In the article on manager burnout, what share of highly engaged organizations hold regular manager-employee one-on-one meetings?

▶ Source document:
-*-*-
Do You Need to Think About How to Avoid Manager Burnout?
We knew that employees were suffering from the effects of the pandemic, but our organizational culture assessment data tells us that most companies underestimated how much people managers were affected. And according to Gallup, managers are currently reporting higher levels of stress and burnout than the people they manage. Companies must do something to avoid manager burnout so that they can effectively lead, manage, coach, and engage their teams.
The Role of Leaders
If employees look to their managers for psychological team safety, who can managers turn to in order to avoid manager burnout? The short answer is their leaders. It is up to senior leaders to provide the organizational health, confidence, and leadership development that managers need to cope so they, in turn, can shore up their teams. As managers succeed, so do their teams.
Three Ways Leaders Can Alleviate and Avoid Manager Burnout
Based upon people manager assessment data and new manager training participant feedback, there are three fundamental ways leaders can improve how managers work with their stressed-out teams so all are better able to stay engaged. If leaders can support their managers and managers have learned how to support their employees, employee engagement and performance can only increase.
- Check In Regularly
Managers need to know that the leaders they rely on care about their wellbeing. Leaders need regular meetings with management so they can learn what an individual manager needs to feel fully supported and engaged and take action. The impact of engagement meetings is clear.
Our employee engagement survey action data found that almost 90 percent of highly engaged organizations conduct regular manager-employee one-on-one meetings and that 85 percent of disengaged people managers say they don’t receive frequent enough feedback and coaching from their boss.
-*-*-
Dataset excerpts
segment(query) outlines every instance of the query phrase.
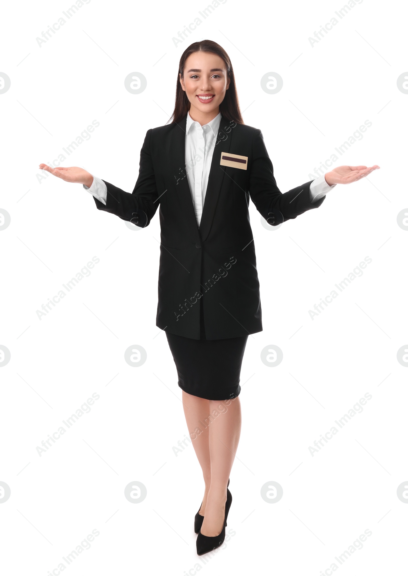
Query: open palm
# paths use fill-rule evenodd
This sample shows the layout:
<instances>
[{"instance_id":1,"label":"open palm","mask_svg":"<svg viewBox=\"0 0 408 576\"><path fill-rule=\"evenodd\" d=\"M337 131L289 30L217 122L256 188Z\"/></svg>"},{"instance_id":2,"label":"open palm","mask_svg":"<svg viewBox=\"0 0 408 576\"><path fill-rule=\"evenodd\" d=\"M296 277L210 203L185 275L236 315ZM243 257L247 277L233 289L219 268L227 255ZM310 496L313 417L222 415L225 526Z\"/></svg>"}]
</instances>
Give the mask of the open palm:
<instances>
[{"instance_id":1,"label":"open palm","mask_svg":"<svg viewBox=\"0 0 408 576\"><path fill-rule=\"evenodd\" d=\"M59 166L57 168L52 168L47 164L40 164L40 168L42 170L46 170L50 174L60 178L66 182L72 182L75 184L84 184L86 186L90 187L94 179L93 176L83 168L79 168L78 166L71 166L70 168L65 168L62 166Z\"/></svg>"},{"instance_id":2,"label":"open palm","mask_svg":"<svg viewBox=\"0 0 408 576\"><path fill-rule=\"evenodd\" d=\"M375 164L367 168L367 166L339 166L333 168L330 172L325 174L326 181L330 186L333 184L351 184L360 180L370 174L373 170L380 168Z\"/></svg>"}]
</instances>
-*-*-
▶ Solution to the exercise: Almost 90 percent.